(DATA FOR ANALYSIS Opens)
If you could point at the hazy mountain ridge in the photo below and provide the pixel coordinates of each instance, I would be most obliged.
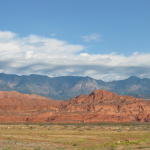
(66, 87)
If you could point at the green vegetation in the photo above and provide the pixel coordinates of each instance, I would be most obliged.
(75, 137)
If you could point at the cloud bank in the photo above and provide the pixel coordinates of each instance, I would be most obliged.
(34, 54)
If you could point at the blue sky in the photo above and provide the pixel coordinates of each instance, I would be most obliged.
(100, 27)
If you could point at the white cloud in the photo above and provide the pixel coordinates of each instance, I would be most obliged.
(92, 37)
(54, 57)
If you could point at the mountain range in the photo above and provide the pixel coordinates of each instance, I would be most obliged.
(66, 87)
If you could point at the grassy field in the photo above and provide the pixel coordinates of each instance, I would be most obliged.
(75, 137)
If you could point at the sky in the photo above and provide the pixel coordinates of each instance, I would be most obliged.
(103, 39)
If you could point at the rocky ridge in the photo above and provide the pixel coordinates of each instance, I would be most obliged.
(99, 106)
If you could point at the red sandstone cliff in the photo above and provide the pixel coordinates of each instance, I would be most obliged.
(99, 106)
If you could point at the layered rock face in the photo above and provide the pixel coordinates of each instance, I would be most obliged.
(99, 106)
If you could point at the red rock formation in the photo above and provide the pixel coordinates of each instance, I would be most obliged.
(99, 106)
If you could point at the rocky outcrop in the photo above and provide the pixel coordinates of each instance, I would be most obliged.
(99, 106)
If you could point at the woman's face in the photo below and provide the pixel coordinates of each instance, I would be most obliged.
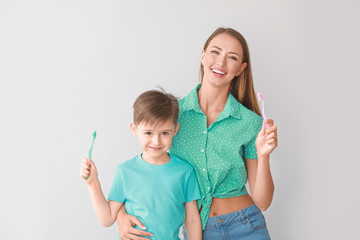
(222, 60)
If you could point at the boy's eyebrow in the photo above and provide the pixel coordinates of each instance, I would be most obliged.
(229, 52)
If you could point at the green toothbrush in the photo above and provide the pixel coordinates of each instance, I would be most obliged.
(92, 145)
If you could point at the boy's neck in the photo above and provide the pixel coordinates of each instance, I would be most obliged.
(161, 160)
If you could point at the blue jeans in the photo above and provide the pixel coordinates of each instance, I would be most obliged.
(245, 224)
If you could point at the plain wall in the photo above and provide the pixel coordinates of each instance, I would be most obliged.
(69, 67)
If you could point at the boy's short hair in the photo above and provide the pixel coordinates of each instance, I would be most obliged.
(156, 106)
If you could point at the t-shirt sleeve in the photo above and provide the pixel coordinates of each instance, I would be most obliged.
(192, 191)
(117, 190)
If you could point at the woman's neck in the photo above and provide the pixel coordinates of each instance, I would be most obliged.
(212, 99)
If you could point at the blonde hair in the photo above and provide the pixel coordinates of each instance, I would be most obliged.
(156, 106)
(242, 87)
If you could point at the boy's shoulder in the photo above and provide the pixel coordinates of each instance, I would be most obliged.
(128, 163)
(181, 162)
(DATA FOR ANALYSIS Closes)
- [TASK ITEM]: Repeat the lines from the one containing "If you could point at the t-shirt" through the end of the listing, exactly and without any other lines; both ends are included.

- [ANSWER TO THIS TASK]:
If you could point at the t-shirt sleeve in the photo above and provide the pixel coordinates of each instance, I would be most obliged.
(192, 191)
(117, 190)
If you could point at the woman's neck in the photo above and provide the pixel coordinates of each instance, I would be most obliged.
(212, 99)
If you could point at the blonde hair in the photo above and provide the pixel coordinates of each instance, I would be most obliged.
(156, 106)
(242, 87)
If you could point at the boy's shoulder in the photo above and provide the pixel coordinates of each instance, I would be most obliged.
(128, 163)
(181, 162)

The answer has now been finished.